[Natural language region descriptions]
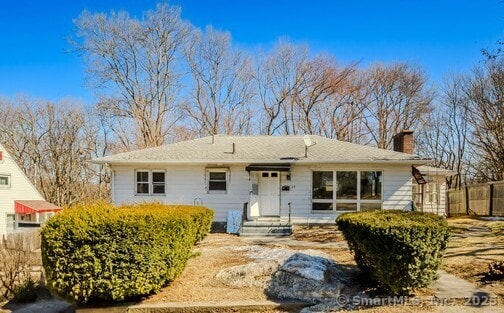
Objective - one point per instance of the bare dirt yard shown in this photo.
(474, 244)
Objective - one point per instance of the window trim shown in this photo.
(9, 181)
(335, 201)
(149, 182)
(217, 170)
(158, 183)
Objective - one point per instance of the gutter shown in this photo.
(246, 162)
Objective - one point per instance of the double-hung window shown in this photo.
(346, 190)
(150, 182)
(158, 182)
(5, 181)
(217, 180)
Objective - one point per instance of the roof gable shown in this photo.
(271, 149)
(9, 166)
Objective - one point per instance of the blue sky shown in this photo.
(442, 36)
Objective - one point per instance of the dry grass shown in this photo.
(475, 243)
(198, 284)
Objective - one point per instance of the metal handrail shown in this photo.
(289, 222)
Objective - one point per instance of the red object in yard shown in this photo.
(34, 206)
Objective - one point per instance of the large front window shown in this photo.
(346, 191)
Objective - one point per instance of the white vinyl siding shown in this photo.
(4, 181)
(20, 189)
(190, 182)
(185, 184)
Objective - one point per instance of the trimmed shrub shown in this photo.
(398, 249)
(102, 252)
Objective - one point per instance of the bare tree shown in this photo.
(486, 113)
(222, 91)
(52, 144)
(445, 139)
(397, 98)
(321, 78)
(136, 61)
(277, 77)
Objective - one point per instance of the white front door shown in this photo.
(269, 194)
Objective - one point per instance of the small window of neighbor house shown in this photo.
(142, 182)
(4, 181)
(217, 180)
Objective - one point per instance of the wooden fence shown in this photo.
(480, 199)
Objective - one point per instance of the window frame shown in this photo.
(150, 182)
(153, 183)
(208, 180)
(358, 201)
(9, 181)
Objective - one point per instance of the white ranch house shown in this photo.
(21, 205)
(273, 178)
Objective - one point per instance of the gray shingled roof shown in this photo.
(263, 149)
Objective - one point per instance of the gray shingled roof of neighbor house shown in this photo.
(263, 149)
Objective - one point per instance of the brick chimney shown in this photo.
(403, 142)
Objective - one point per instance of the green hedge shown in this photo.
(400, 250)
(102, 252)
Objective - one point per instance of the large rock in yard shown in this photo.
(307, 275)
(307, 278)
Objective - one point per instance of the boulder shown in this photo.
(307, 275)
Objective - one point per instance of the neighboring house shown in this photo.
(21, 205)
(295, 179)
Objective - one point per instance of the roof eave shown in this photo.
(306, 161)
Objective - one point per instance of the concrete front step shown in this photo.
(262, 228)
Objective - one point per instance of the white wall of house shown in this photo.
(185, 184)
(19, 188)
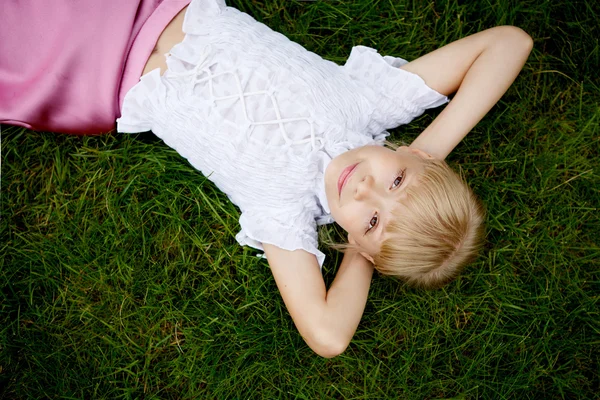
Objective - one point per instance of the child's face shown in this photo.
(365, 184)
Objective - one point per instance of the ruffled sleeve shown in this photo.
(399, 96)
(286, 229)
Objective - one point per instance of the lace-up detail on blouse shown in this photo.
(262, 117)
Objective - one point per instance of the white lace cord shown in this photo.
(202, 68)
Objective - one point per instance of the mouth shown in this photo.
(345, 176)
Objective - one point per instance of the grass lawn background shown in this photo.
(120, 276)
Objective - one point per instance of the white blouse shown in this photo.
(262, 117)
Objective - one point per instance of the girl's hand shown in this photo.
(326, 319)
(479, 68)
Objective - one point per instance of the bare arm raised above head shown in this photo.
(479, 68)
(326, 319)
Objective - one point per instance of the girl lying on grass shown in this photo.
(293, 140)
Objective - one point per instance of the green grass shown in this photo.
(120, 276)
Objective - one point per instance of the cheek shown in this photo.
(350, 220)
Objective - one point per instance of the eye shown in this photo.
(399, 179)
(372, 223)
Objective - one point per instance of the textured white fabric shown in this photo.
(262, 117)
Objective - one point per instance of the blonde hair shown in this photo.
(436, 230)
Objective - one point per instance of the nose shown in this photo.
(364, 188)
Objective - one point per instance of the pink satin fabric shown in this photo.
(65, 65)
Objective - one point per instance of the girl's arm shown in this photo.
(326, 319)
(479, 68)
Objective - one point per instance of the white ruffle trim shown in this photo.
(258, 228)
(399, 96)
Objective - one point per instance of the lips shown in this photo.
(345, 176)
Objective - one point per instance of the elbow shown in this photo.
(327, 344)
(518, 38)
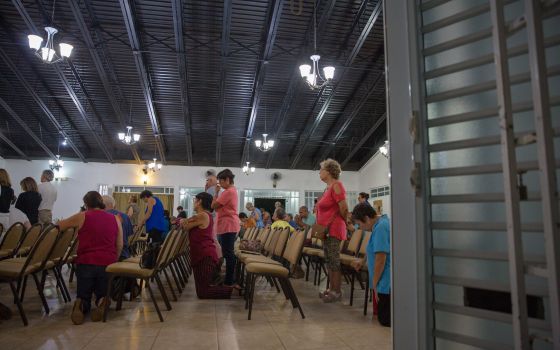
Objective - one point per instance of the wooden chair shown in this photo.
(133, 270)
(16, 270)
(11, 241)
(29, 239)
(272, 269)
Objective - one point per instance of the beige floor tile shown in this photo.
(121, 343)
(250, 339)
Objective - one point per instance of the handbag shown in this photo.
(149, 257)
(251, 245)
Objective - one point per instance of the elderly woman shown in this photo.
(332, 211)
(100, 241)
(226, 204)
(29, 200)
(204, 258)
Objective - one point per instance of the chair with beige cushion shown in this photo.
(273, 269)
(133, 270)
(29, 239)
(11, 240)
(346, 261)
(16, 270)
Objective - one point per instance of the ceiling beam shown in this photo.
(306, 136)
(364, 139)
(178, 26)
(143, 73)
(81, 110)
(23, 124)
(287, 101)
(350, 112)
(14, 147)
(41, 103)
(98, 63)
(224, 54)
(274, 15)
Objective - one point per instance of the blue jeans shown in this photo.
(227, 241)
(90, 279)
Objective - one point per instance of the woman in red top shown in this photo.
(100, 242)
(332, 210)
(204, 258)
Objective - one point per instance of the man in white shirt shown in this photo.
(48, 195)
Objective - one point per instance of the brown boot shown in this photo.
(77, 315)
(99, 311)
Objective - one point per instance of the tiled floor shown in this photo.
(199, 324)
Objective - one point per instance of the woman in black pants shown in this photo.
(225, 203)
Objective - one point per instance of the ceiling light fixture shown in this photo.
(56, 164)
(311, 74)
(128, 138)
(264, 145)
(384, 150)
(47, 53)
(248, 170)
(153, 166)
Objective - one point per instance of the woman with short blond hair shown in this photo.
(29, 200)
(332, 210)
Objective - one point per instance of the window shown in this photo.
(291, 197)
(380, 192)
(186, 195)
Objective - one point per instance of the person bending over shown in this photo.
(204, 258)
(100, 241)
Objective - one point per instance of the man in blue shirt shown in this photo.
(378, 254)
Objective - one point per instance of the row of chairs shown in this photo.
(173, 258)
(314, 257)
(49, 252)
(280, 254)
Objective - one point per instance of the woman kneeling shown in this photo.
(204, 258)
(100, 242)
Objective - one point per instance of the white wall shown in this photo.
(375, 173)
(83, 177)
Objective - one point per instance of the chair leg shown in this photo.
(293, 293)
(251, 296)
(41, 295)
(154, 300)
(366, 295)
(352, 287)
(109, 291)
(162, 291)
(18, 303)
(170, 285)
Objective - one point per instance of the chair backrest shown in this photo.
(294, 247)
(13, 236)
(31, 236)
(354, 243)
(44, 245)
(281, 243)
(365, 241)
(62, 244)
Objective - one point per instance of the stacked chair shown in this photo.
(270, 268)
(15, 271)
(173, 255)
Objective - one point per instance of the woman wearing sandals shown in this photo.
(204, 257)
(332, 210)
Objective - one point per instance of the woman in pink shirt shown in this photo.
(227, 220)
(332, 210)
(100, 242)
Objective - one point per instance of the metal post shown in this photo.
(509, 172)
(545, 147)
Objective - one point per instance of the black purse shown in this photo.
(149, 257)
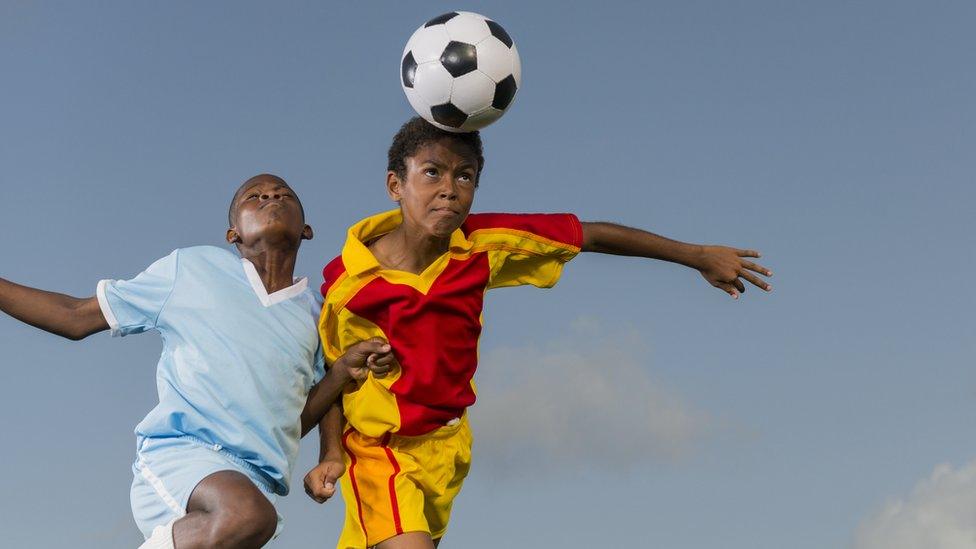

● WHAT TO DO
Repeat the entries exactly and keep the pictures out of the copy.

● TASK RESPONSE
Objective - one point per instance of the bare dirt yard shown in this photo.
(474, 244)
Objective - one point per instance of the window trim shown in this photo.
(9, 181)
(335, 201)
(149, 182)
(217, 170)
(158, 183)
Objective - one point per instance of the gutter shown in this photo.
(246, 162)
Objective - one point per instance of the double-hung window shown in this photo.
(346, 190)
(150, 182)
(158, 182)
(5, 181)
(217, 180)
Objective - one point per instance of the roof gable shown in this photo.
(271, 149)
(9, 166)
Objective - one point per instance of the blue sky shown in this photo.
(442, 36)
Objective - one point per instance of the dry grass shown in this photo.
(475, 243)
(198, 284)
Objective - one point per instance of the metal handrail shown in this photo.
(289, 222)
Objective - one point per instance of the red object in yard shown in this photo.
(34, 206)
Objective - one point per instance of the large front window shown in this photo.
(346, 191)
Objective - one point per instance of the white vinyl siding shown in this photo.
(4, 181)
(20, 189)
(190, 182)
(185, 184)
Objective - one point per instance of the trimmed shrub shown in this photo.
(398, 249)
(102, 252)
Objective - one point per instance of the bare tree shown in this photo.
(486, 113)
(222, 91)
(52, 144)
(445, 139)
(397, 98)
(321, 78)
(136, 61)
(277, 77)
Objective - one point per instance of the white front door shown in this photo.
(269, 194)
Objective - one point per instance of the small window of neighbor house shown in this photo.
(142, 182)
(4, 181)
(217, 180)
Objective - one point per instance of the wooden fence shown in this photo.
(480, 199)
Objective - one point per instance of the window frame shown in this photo.
(150, 182)
(153, 183)
(208, 180)
(358, 201)
(9, 181)
Objective - one point per instance of the white ranch house shown in this photo.
(21, 205)
(273, 178)
Objective - one point per instance of the gray shingled roof shown in this photo.
(263, 149)
Objective - one point per instance of the gray shingled roof of neighbor house shown in this photo.
(263, 149)
Objective - one point per instance of the brick chimney shown in this photo.
(403, 142)
Objective - one point per instance of the green hedge shown in this photo.
(400, 250)
(102, 252)
Objective - one point per instance of the large rock in yard shown in this photo.
(307, 275)
(307, 278)
Objective - one point per instance of the boulder shown in this photo.
(307, 275)
Objective - one point per instance of the neighboring house shown in this photo.
(21, 205)
(295, 179)
Objective - one point per instance of the roof eave shown in this photo.
(306, 161)
Objective - one point per instance of the concrete front step shown in this photo.
(262, 228)
Objective - one point per instance of the white wall of house shown in this photo.
(185, 184)
(19, 188)
Objective - one point per instance of the child's face shown in this photo.
(365, 184)
Objective - one point per instance of the ruffled sleeve shown in this photo.
(399, 96)
(286, 229)
Objective - one point per instance of the lace-up detail on blouse shown in this photo.
(262, 117)
Objective - one point per instance of the white lace cord shown in this photo.
(202, 68)
Objective - one point per instance of the mouth shown in this photo.
(345, 176)
Objective - one point per instance of the grass lawn background shown in this photo.
(120, 276)
Objective - one point per instance of the white blouse shown in this photo.
(262, 117)
Objective - one point per instance of the girl's hand shown in this photo.
(326, 319)
(479, 68)
Objective - one point per instance of the bare arm raised above head shown in this photo.
(479, 68)
(326, 319)
Objective - one point per instance of the girl lying on grass shown in this photo.
(293, 140)
Objective - one point per instance of the green grass shown in this photo.
(120, 276)
Objective - one point per instance of the cheek shown in this photo.
(350, 220)
Objective - one point per instance of the eye shown in this photo.
(399, 179)
(372, 223)
Objective - one point per instance of the textured white fabric shown in this photo.
(262, 117)
Objective - one point per instance of the blonde hair shown in this photo.
(436, 230)
Objective - one point per instance of the nose shown in this photo.
(364, 188)
Objective - one point per instance of the pink satin fabric shown in this photo.
(65, 65)
Objective - one point per instance of the girl's arm shown in this photo.
(326, 319)
(479, 68)
Objective - one point per instance of the white ruffle trim shown in this photo.
(258, 228)
(399, 96)
Objective - one point per instance of the lips shown in this photo.
(345, 176)
Objective - one point per instance of the elbow shown in this photo.
(327, 344)
(518, 38)
Objective - one point per instance of the wooden chair shown in this photo.
(133, 270)
(16, 270)
(11, 241)
(29, 239)
(272, 269)
Objective - one point per instance of the beige floor tile shown in this photo.
(121, 343)
(250, 339)
Objective - one point per instance of the handbag shown in this photo.
(149, 257)
(251, 245)
Objective - one point per instance of the elderly woman shown in this photo.
(332, 211)
(100, 241)
(226, 204)
(29, 200)
(204, 258)
Objective - one point per instance of the chair with beige cushion shown in this photo.
(273, 269)
(133, 270)
(29, 239)
(11, 240)
(346, 261)
(16, 270)
Objective - one point per instance of the ceiling beam shown in this photo.
(306, 136)
(364, 139)
(178, 26)
(143, 73)
(81, 110)
(23, 124)
(287, 101)
(350, 112)
(14, 147)
(41, 103)
(98, 63)
(224, 54)
(274, 15)
Objective - one point per instance of the blue jeans shown in this photo.
(227, 241)
(90, 279)
Objective - one point per instance of the woman in red top shown in this photo.
(100, 242)
(332, 210)
(204, 258)
Objective - one point per instance of the man in white shirt shown in this photo.
(48, 195)
Objective - one point per instance of the brown boot shown in this photo.
(77, 315)
(99, 311)
Objective - one point per instance of the tiled floor shown in this photo.
(199, 324)
Objective - one point per instance of the woman in black pants shown in this photo.
(225, 203)
Objective - one point per instance of the ceiling light fixture shown in this photo.
(56, 164)
(311, 74)
(128, 138)
(264, 145)
(384, 150)
(47, 53)
(248, 170)
(153, 166)
Objective - one point per instance of the woman with short blond hair shown in this photo.
(29, 200)
(332, 210)
Objective - one point per instance of the window shown in this photo.
(291, 197)
(380, 192)
(186, 195)
Objective - one point per instance of the person bending over shown in this photo.
(204, 258)
(100, 241)
Objective - one point per instance of the man in blue shirt shown in this photo.
(378, 254)
Objective - one point per instance of the row of chairs shown in this photo.
(173, 258)
(314, 257)
(49, 252)
(280, 254)
Objective - one point per instance of the woman kneeling shown in this photo.
(204, 258)
(100, 242)
Objective - one point per instance of the white wall shown in this photo.
(375, 173)
(83, 177)
Objective - one point per instance of the chair leg shown in this photo.
(293, 293)
(251, 296)
(41, 295)
(154, 300)
(366, 295)
(352, 287)
(109, 291)
(162, 291)
(18, 303)
(170, 285)
Objective - one point per instance of the chair backrest shown in this photo.
(294, 247)
(13, 236)
(31, 236)
(354, 243)
(44, 245)
(281, 243)
(365, 241)
(62, 244)
Objective - one point per instance of the stacked chair shown in this photo.
(270, 268)
(15, 271)
(173, 255)
Objective - one point per instance of the woman wearing sandals shown in this photo.
(204, 257)
(332, 210)
Objective - one point per instance of the woman in pink shirt shown in this photo.
(227, 220)
(332, 210)
(100, 242)
Objective - one point per instance of the metal post shown in this photo.
(509, 172)
(545, 147)
Objective - one point per instance of the black purse shown in this photo.
(149, 257)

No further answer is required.